* TASK DESCRIPTION:
Exactly reproduce the lines from the one holding "of the chimney" through the final line of the listing below, with both ends included and nothing else.

* GIVEN RECORDS:
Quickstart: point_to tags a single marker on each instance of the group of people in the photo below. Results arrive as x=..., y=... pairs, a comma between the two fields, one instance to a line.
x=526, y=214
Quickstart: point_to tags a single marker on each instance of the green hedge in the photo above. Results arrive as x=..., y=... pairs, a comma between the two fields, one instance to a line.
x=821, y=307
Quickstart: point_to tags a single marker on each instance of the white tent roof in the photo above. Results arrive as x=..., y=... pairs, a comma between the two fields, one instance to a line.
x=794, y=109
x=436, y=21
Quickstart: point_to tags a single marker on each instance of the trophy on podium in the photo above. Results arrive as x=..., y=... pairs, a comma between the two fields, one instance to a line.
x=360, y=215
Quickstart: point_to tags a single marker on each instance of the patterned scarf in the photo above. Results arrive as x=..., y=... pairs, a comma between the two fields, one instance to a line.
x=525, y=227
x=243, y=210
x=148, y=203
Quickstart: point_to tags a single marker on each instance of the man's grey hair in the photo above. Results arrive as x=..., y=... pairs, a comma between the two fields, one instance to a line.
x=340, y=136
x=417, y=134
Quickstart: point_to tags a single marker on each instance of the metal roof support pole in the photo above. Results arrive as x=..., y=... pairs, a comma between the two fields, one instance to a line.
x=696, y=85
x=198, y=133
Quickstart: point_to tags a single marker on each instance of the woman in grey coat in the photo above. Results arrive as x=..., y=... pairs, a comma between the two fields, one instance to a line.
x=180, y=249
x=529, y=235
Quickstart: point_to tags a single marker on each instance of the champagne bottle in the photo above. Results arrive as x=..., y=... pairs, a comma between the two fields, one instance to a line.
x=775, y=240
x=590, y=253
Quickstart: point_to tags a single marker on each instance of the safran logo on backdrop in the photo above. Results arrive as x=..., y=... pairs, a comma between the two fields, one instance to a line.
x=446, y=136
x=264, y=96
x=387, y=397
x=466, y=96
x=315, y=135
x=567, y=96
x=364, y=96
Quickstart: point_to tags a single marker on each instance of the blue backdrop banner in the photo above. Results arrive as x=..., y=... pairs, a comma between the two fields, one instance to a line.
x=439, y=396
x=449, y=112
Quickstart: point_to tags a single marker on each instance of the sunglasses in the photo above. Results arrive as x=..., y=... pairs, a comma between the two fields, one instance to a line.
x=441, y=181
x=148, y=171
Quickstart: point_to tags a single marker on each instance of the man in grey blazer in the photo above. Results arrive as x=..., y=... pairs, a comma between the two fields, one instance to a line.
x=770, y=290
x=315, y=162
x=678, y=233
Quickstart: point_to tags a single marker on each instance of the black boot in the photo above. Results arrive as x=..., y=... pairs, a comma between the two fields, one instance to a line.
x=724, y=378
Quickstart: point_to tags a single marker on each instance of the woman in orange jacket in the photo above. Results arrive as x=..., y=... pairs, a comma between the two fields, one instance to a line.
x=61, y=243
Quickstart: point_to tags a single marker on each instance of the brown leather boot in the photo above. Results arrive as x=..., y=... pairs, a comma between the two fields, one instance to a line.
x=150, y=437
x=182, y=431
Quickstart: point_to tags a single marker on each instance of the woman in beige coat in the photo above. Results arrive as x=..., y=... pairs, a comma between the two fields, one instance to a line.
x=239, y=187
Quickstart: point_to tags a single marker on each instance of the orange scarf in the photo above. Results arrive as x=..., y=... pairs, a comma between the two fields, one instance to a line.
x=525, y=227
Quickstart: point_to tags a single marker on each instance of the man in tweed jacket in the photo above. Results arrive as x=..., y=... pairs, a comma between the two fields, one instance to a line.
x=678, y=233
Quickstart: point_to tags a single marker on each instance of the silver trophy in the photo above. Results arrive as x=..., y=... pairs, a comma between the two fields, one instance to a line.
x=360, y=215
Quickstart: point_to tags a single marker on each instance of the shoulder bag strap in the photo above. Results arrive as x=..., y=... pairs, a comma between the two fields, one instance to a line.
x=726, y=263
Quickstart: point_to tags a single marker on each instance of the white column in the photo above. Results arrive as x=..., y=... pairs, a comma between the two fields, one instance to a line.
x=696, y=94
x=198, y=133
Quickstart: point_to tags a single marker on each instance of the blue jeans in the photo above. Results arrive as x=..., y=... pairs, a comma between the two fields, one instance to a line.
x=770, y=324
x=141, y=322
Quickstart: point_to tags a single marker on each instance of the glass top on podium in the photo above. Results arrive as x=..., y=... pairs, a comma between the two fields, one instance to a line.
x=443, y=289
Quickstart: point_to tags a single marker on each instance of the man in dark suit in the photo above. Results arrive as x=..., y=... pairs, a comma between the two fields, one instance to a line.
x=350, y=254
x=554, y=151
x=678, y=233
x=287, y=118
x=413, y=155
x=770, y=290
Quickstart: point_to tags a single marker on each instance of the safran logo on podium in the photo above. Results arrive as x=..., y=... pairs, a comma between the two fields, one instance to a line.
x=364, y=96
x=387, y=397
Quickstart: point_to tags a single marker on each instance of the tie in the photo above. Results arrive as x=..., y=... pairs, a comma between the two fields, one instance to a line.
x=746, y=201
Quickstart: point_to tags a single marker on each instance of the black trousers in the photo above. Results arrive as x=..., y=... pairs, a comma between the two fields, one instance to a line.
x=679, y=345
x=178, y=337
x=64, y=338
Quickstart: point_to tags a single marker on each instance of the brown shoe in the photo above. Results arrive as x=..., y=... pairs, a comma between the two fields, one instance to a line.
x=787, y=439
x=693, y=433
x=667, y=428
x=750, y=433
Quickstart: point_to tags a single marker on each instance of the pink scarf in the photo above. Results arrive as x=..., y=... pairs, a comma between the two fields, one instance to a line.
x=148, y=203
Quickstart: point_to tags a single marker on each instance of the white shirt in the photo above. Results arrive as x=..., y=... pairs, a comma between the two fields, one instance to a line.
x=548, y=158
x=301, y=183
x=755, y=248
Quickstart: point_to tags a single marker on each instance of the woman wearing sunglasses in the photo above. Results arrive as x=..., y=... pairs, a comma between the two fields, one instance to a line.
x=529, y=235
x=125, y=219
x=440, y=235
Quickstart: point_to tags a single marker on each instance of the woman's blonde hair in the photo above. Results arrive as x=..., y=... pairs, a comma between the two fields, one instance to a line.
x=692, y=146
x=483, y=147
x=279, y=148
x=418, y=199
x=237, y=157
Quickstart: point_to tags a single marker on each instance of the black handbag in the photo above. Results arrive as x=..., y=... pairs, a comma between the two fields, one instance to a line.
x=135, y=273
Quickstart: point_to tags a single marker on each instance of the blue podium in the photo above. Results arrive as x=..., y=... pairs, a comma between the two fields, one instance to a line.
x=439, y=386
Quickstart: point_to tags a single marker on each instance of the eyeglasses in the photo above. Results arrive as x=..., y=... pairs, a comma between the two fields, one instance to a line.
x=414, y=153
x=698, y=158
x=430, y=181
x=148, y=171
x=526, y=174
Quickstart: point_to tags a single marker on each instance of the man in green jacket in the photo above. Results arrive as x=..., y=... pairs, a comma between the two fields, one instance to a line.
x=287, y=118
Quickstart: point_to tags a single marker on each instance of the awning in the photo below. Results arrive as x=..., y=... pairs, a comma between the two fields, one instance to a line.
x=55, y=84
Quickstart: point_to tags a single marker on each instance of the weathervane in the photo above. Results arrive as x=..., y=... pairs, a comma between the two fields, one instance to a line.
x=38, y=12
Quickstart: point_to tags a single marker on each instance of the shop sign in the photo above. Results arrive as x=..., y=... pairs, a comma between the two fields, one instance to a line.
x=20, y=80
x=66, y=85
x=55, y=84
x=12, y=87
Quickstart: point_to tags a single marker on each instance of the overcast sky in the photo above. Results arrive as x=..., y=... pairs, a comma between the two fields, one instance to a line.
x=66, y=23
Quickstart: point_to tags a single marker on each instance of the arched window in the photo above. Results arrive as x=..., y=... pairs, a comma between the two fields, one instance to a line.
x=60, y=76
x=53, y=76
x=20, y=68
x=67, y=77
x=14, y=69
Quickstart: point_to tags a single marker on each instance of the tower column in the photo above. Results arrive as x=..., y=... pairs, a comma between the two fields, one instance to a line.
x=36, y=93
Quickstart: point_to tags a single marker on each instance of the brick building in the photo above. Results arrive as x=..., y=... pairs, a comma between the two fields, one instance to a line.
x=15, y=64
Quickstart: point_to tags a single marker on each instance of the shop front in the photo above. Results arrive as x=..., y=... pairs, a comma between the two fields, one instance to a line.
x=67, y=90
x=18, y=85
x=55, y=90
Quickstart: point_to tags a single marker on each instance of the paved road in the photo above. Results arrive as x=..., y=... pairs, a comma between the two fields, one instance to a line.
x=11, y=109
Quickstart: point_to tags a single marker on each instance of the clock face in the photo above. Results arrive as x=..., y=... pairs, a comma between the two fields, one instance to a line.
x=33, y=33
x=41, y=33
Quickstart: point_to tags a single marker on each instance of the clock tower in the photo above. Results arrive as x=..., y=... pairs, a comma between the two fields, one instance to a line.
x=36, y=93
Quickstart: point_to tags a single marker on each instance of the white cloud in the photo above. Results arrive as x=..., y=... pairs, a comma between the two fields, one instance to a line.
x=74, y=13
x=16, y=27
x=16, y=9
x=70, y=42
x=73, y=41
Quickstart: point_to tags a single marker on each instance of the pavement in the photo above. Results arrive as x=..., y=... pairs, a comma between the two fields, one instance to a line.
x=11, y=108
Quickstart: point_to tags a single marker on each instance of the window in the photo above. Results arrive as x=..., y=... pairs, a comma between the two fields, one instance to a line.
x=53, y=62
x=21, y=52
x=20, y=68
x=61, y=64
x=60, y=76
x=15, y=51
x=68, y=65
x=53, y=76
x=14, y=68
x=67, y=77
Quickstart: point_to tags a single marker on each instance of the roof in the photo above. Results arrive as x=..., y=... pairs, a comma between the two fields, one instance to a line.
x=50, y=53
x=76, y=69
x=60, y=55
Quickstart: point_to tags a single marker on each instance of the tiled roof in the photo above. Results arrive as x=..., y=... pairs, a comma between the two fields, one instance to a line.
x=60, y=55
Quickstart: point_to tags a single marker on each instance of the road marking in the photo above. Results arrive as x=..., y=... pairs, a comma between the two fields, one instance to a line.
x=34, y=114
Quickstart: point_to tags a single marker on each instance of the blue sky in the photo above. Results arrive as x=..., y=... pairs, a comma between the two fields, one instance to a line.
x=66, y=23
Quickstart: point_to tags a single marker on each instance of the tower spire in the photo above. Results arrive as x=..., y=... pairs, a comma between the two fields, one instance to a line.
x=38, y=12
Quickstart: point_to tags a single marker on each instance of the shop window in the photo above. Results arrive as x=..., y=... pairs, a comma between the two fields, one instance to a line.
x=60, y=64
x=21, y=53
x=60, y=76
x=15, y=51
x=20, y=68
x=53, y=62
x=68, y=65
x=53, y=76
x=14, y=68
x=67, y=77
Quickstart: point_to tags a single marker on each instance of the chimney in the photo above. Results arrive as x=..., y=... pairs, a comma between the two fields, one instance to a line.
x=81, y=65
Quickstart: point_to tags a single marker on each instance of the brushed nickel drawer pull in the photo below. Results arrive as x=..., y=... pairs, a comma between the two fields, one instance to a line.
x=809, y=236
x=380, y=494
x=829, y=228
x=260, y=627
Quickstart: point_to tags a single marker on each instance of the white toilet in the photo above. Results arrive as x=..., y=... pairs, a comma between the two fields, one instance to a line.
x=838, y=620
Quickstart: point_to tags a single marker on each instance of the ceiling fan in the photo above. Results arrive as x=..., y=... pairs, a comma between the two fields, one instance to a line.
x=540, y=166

* RESPONSE BOX:
Quickstart: point_to tags a single marker on each instance of the chimney in the photo above. Results arrive as x=..., y=... pairs, a comma between the two fields, one instance to a line.
x=81, y=65
Quickstart: point_to tags a single marker on each instance of the brushed nickel drawer pull in the photo below. Results arrive as x=..., y=... pairs, a comma between the two fields, one instance to a line.
x=809, y=236
x=380, y=494
x=829, y=228
x=260, y=627
Quickstart: point_to tags a single marker on each instance of the white toilet in the photo above. Results arrive as x=..., y=... pairs, a comma between the two fields, one instance to a line.
x=838, y=620
Quickstart: point_to tags a single marker on each instance of the ceiling fan in the photo above. Results arrive as x=..., y=... pairs, a comma between the two fields, one instance to a line.
x=540, y=166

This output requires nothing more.